**Dataset entries**:
━━━━━━━━━━━━━━━━━━━━━━━━━━━━━━

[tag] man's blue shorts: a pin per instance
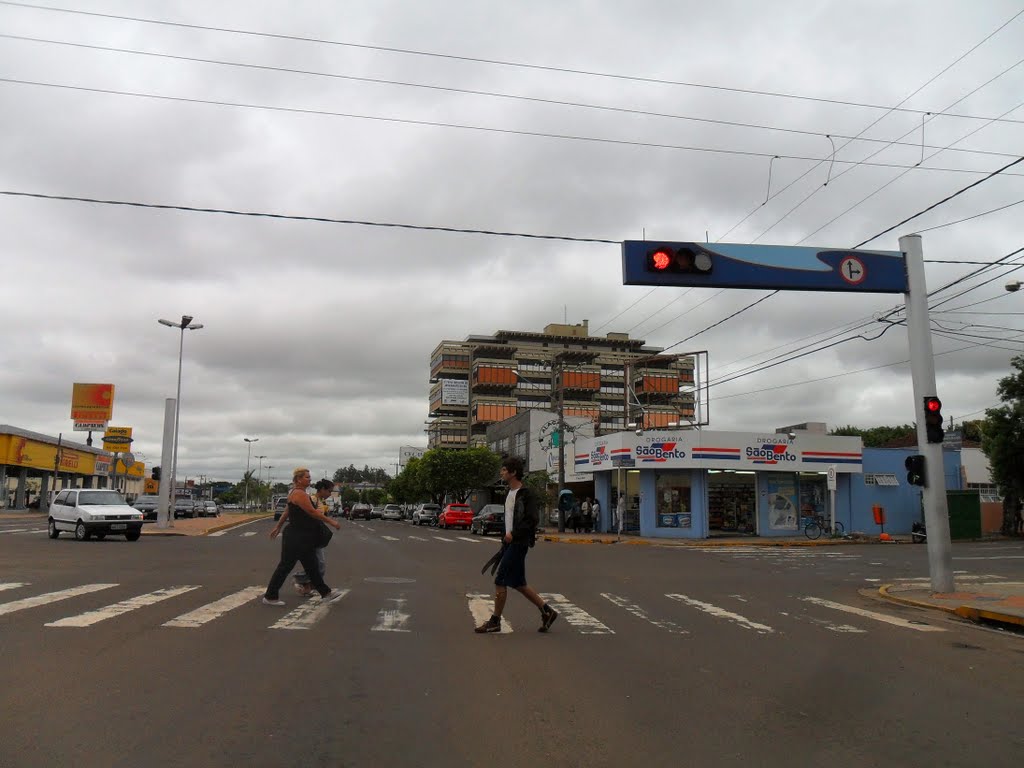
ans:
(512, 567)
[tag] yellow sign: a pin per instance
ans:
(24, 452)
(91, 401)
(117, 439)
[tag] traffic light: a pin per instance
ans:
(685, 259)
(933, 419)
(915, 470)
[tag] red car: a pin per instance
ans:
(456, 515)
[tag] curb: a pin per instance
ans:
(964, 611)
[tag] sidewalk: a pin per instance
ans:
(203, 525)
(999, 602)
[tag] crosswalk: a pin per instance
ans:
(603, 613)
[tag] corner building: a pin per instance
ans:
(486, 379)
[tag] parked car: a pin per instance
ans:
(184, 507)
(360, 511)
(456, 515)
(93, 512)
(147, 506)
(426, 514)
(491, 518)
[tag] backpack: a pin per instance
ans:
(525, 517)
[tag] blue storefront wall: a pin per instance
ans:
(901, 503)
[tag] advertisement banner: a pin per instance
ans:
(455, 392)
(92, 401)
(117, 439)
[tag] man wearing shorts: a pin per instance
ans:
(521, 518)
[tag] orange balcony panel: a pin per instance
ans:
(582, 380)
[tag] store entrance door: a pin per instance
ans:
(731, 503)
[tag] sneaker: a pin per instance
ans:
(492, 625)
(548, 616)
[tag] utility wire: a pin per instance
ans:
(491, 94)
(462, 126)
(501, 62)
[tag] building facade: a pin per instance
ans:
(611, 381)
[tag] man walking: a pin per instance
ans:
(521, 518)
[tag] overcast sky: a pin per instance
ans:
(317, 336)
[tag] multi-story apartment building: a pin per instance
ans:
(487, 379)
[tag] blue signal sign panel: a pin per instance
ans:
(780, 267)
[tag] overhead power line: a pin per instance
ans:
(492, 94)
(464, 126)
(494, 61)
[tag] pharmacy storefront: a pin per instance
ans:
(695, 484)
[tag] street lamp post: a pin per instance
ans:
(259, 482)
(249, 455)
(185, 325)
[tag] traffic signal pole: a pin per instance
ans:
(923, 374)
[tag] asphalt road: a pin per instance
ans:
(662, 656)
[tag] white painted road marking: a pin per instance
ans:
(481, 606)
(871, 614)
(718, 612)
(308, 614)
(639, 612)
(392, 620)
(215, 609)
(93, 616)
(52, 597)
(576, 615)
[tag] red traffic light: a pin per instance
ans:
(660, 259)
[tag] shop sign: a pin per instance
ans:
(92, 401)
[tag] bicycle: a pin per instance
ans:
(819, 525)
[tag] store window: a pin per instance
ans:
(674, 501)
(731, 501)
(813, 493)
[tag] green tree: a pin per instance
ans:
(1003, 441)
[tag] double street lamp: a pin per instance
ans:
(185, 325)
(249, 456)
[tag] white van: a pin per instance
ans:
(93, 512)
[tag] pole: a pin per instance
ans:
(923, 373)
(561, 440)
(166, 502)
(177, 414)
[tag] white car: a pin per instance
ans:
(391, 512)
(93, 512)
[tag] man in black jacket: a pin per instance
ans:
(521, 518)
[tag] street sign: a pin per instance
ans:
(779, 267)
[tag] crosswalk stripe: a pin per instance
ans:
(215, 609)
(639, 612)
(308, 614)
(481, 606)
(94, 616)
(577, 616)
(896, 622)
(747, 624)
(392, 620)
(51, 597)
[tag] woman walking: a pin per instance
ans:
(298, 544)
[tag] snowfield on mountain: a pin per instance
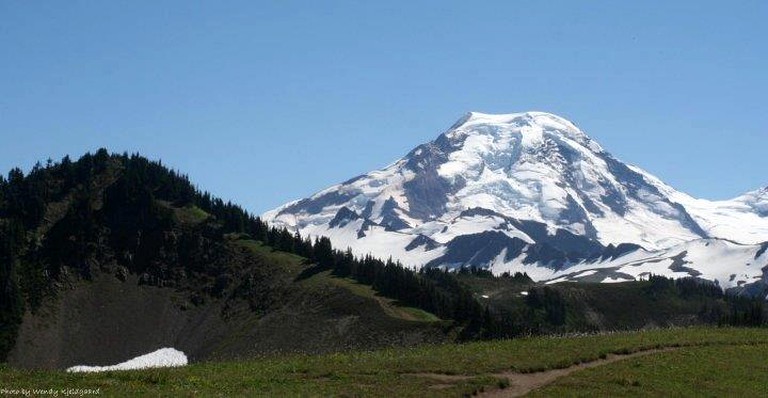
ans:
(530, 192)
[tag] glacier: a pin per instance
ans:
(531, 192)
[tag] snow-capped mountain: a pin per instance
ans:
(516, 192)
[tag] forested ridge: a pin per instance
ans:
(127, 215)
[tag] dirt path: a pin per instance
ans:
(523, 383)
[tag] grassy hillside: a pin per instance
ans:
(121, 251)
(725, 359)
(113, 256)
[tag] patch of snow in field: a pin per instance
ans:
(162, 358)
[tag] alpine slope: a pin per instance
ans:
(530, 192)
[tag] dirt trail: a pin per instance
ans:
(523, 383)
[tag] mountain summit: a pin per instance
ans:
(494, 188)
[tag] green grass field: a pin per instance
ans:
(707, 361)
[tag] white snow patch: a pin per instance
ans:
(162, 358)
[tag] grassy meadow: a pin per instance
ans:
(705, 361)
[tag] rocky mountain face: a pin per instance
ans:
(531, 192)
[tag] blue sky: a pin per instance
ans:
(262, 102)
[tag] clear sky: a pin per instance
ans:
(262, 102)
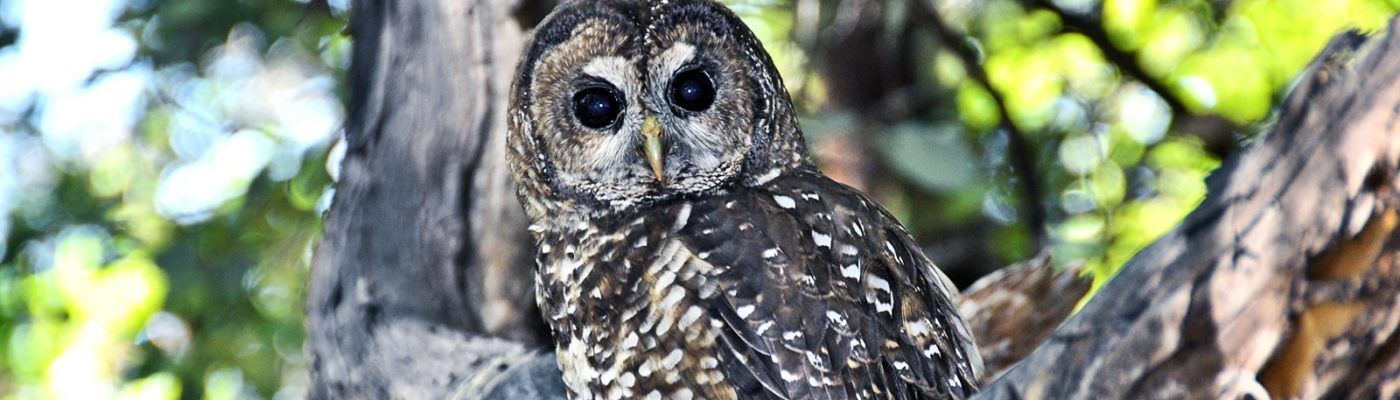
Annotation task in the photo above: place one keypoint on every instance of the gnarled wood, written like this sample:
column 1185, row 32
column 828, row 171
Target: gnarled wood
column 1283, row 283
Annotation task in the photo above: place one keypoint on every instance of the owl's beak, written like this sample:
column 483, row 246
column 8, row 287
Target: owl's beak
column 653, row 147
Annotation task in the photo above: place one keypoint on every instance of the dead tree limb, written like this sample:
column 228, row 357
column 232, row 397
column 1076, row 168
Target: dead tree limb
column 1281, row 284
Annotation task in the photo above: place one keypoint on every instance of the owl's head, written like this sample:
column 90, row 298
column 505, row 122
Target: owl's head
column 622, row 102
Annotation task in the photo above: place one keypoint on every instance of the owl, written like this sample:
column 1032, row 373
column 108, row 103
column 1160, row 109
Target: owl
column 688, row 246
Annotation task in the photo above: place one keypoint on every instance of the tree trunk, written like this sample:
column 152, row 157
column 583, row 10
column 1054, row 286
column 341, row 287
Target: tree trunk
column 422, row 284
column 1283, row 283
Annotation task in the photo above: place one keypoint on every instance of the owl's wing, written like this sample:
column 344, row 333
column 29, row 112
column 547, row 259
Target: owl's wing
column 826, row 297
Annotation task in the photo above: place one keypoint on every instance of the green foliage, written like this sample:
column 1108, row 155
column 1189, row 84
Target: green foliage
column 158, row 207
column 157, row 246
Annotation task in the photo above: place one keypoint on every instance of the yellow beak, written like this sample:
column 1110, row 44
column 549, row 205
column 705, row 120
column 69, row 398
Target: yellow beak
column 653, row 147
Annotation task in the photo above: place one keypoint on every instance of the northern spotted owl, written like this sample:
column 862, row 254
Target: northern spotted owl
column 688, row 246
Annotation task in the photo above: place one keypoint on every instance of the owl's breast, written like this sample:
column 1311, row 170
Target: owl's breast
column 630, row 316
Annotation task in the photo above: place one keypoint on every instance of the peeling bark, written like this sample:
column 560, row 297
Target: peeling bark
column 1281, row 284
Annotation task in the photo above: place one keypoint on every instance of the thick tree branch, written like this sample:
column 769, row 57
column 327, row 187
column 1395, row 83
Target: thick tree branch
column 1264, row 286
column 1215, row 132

━━━━━━━━━━━━━━━━━━━━━━━━━━━━━━

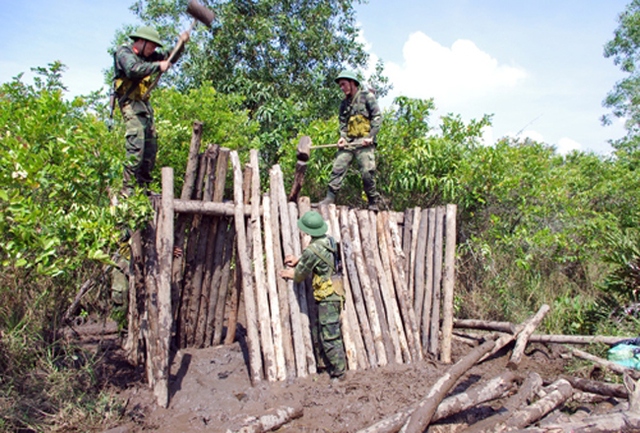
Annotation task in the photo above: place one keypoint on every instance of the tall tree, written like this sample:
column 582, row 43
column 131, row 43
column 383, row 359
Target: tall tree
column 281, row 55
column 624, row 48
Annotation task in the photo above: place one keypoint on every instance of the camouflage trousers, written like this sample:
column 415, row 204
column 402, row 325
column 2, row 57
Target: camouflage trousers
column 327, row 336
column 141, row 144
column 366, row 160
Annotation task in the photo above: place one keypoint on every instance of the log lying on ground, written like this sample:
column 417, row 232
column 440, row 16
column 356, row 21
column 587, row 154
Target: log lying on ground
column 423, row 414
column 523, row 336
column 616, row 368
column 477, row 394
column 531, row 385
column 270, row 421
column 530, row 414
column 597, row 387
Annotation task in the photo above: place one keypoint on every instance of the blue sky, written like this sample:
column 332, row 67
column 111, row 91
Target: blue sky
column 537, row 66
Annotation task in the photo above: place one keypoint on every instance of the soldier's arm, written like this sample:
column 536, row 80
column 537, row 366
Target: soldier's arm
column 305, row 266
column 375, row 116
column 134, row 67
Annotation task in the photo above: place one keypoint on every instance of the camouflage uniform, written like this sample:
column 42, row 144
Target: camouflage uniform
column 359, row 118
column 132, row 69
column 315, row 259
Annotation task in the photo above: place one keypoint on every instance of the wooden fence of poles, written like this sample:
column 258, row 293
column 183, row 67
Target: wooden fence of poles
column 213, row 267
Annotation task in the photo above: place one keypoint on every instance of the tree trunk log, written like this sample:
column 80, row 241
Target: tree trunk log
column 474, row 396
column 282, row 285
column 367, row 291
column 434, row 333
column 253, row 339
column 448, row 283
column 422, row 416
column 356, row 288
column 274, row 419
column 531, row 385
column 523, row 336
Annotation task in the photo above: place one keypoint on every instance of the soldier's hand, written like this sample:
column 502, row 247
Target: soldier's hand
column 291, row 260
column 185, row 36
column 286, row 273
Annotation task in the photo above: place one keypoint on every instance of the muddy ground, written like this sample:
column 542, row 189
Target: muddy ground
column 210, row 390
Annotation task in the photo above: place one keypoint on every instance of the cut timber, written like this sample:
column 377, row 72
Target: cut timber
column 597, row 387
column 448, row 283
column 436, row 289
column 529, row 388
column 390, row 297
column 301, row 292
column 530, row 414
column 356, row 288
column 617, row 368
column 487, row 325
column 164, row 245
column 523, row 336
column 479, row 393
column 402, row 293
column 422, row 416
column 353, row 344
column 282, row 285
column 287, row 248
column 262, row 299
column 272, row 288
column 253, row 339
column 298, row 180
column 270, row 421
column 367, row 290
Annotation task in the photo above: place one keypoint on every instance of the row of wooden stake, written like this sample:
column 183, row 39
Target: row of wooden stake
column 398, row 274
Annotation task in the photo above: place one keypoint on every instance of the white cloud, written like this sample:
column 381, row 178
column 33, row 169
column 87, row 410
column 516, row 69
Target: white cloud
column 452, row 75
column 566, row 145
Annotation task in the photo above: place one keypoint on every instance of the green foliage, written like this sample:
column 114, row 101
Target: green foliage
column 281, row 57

━━━━━━━━━━━━━━━━━━━━━━━━━━━━━━

**Problem details**: When a line of the data holds the string "mountain", pick it out and copy it.

**Exercise answer**:
[tag] snowfield on mountain: a pin per instance
[tag] snow-capped mountain: a pin per instance
[tag] mountain summit: a pin per instance
[tag] rocky mountain face: a pin per instance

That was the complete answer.